Given records below:

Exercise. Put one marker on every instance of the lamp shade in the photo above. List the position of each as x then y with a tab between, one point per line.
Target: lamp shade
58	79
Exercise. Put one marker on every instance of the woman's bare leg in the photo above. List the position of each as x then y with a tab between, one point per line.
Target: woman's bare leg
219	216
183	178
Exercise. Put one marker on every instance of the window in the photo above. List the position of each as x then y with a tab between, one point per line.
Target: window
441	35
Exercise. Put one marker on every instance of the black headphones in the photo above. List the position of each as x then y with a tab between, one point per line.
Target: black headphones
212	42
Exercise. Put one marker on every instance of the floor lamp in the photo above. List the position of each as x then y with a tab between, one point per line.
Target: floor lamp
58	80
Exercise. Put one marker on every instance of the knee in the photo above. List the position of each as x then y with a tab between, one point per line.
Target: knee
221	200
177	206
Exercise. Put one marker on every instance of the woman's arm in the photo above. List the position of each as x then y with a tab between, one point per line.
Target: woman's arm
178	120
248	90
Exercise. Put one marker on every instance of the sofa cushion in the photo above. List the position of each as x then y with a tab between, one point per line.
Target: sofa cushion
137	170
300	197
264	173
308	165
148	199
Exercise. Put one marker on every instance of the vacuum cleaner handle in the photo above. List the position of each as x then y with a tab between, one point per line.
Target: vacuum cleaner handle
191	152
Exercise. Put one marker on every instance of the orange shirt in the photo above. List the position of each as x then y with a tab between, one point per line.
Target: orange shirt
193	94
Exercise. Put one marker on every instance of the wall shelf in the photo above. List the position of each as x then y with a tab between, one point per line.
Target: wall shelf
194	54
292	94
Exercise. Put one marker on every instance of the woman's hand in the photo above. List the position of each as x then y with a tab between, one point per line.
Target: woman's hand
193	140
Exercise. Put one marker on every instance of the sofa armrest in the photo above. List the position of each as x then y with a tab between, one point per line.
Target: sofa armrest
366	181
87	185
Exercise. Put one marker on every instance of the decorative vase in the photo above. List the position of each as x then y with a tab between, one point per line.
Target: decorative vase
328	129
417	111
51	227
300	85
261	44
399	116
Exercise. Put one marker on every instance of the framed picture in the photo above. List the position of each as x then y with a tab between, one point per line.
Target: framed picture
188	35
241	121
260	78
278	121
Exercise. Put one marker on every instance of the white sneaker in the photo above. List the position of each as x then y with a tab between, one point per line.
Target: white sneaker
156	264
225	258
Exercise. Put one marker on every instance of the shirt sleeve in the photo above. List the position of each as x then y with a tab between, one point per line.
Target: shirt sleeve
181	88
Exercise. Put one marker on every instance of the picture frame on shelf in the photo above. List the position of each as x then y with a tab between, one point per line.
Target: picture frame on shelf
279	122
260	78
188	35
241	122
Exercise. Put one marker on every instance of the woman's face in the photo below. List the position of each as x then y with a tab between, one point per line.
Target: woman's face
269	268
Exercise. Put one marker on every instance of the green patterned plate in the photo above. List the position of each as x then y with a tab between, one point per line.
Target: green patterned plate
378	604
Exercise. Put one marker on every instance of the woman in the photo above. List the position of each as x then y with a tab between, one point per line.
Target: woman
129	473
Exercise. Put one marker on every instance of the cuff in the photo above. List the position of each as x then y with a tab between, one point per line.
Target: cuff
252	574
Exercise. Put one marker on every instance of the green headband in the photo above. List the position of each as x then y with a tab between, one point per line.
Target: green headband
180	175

End of Given records.

The problem:
Give a word-for-word copy of the records.

Answer box:
Exercise. Put one marker on every instance of the lamp shade in the photo above. List the position of each as x then y with a tab between, one point per line.
Target: lamp shade
58	79
Exercise. Put one marker on every instance of the woman's bare leg in the photo above. List the position of each as x then y with a tab between, one point per line.
Target: woman's bare leg
219	216
183	178
Exercise. Put one marker on every instance of the window in the photo above. List the position of each as x then y with a tab between, one point per line.
Target: window
441	35
Exercise. Put one marker on every instance of the black headphones in the photo above. List the position of each as x then y with a tab between, one point per line.
Target: black headphones
212	42
Exercise. Put one marker on every instance of the floor lamp in the photo above. List the position of each as x then y with a tab between, one point per line.
Target: floor lamp
58	80
Exercise. Put one marker on every instance of the knee in the photo above. List the position of each as x then y with a tab between, one point per line.
Target: knee
221	200
177	206
Exercise. Put one marker on every instance of the woman's arm in the photo above. List the position of each as x then y with a tab between, one point per line.
Target: woman's arm
178	120
248	90
Exercise. Put one marker on every instance of the sofa cushion in the photo above. List the position of each as x then y with a tab between, one point per line.
Target: sofa cushion
137	170
300	197
264	173
308	165
148	199
Exercise. Put one marker on every instance of the vacuum cleaner handle in the photo above. List the position of each as x then y with a tab between, one point per line.
Target: vacuum cleaner handle
191	152
Exercise. Put one marker on every instance of the orange shirt in the photo above. List the position of each as x then y with a tab between, one point per line.
Target: orange shirt
193	94
Exercise. Put one marker on every instance of the wall shelf in the photo above. List the position of each as x then y with a tab between, one point per line.
Target: wall shelf
194	54
292	94
Exercise. Put one marker on every instance of the woman's hand in the photo above. List the position of each as x then y with a tab between, one point per line.
Target: woman's hand
193	140
Exercise. Put one marker on every instance of the sofa armrest in the photo above. List the position of each as x then y with a tab between, one point per line.
Target: sofa armrest
366	181
87	185
Exercise. Put one marker on every instance of the decorative vase in the photo above. List the position of each as x then y with a tab between, one point per line.
Target: decorative vase
328	129
417	111
51	227
300	85
261	44
399	116
Exercise. Put one marker on every instance of the framed picture in the photo above. List the position of each as x then y with a tab between, one point per line.
Target: framed picture
188	35
241	121
260	78
278	121
Exercise. Put one marker on every instance of the white sneaker in the photo above. List the position of each as x then y with a tab between, one point per line.
Target: white sneaker
156	264
225	258
Exercise. Put one marker on every instance of the shirt sleeve in the photo above. List the position of each as x then y with a tab between, one point per line.
Target: shirt sleeve
181	88
Exercise. Put one marker on every instance of the picture frame on shelf in the photo above. List the position of each as x then y with a tab between, one point per line.
Target: picture frame on shelf
279	122
260	78
188	35
241	122
Exercise. Put one marker on every instance of the woman's face in the photo below. List the position of each as x then y with a tab between, one point per line.
Target: woman's face
269	268
Exercise. Put one marker on every instance of the green patterned plate in the photo above. List the position of each as x then y with a tab between, one point per line.
Target: green patterned plate
378	604
Exercise. Put one marker on every instance of the woman in the photo above. List the position of each as x then y with a tab between, one point per line.
Target: woman
129	473
Exercise. Put one marker on every instance of the cuff in the photo above. List the position of each as x then y with a tab between, one point per line.
Target: cuff
252	574
Exercise. Put one marker on every instance of the green headband in the photo above. List the position of each as x then y with a tab between, one point per line.
Target: green headband
180	175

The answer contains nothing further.